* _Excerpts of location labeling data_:
========================================
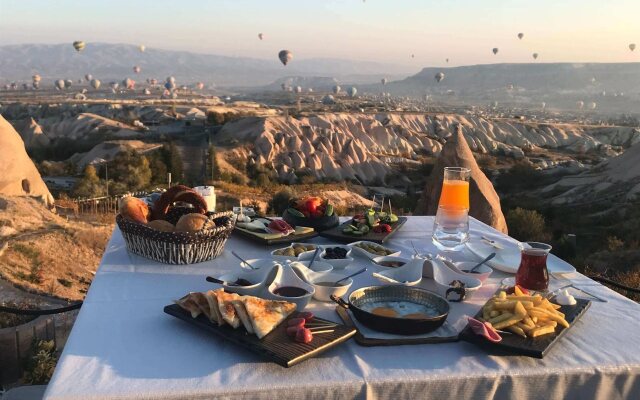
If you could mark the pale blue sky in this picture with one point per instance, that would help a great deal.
(376, 30)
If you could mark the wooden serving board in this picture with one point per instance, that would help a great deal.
(302, 234)
(339, 236)
(369, 342)
(513, 344)
(276, 346)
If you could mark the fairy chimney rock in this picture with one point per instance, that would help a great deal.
(19, 176)
(484, 201)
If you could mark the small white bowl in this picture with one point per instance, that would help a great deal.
(371, 256)
(380, 259)
(305, 255)
(483, 271)
(318, 266)
(258, 263)
(323, 293)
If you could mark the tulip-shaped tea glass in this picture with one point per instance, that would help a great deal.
(532, 273)
(451, 226)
========================================
* _TASK PROMPT_: Transcribe all of the entries above word for word, keeping every line and point but omitting the pictures.

* _OUTPUT_:
If you could mark the pale blue sky in this picture with one point per instance, that would help a great deal.
(376, 30)
If you could mark the wooden serving board in this picture with one point per instance, that would help a great deal.
(302, 234)
(339, 236)
(369, 342)
(513, 344)
(276, 346)
If you could mark the fairy chimney rock in this picture with one point per instance, that would help a great deal.
(19, 176)
(484, 201)
If you could mark the small white bowl in this picture with one point per instance, that would help a great deal.
(371, 256)
(380, 259)
(305, 255)
(483, 271)
(318, 266)
(258, 263)
(323, 293)
If you could mark the tulip-shaped tea glass in this picture with one point per instance, that would help a great deal.
(532, 273)
(451, 226)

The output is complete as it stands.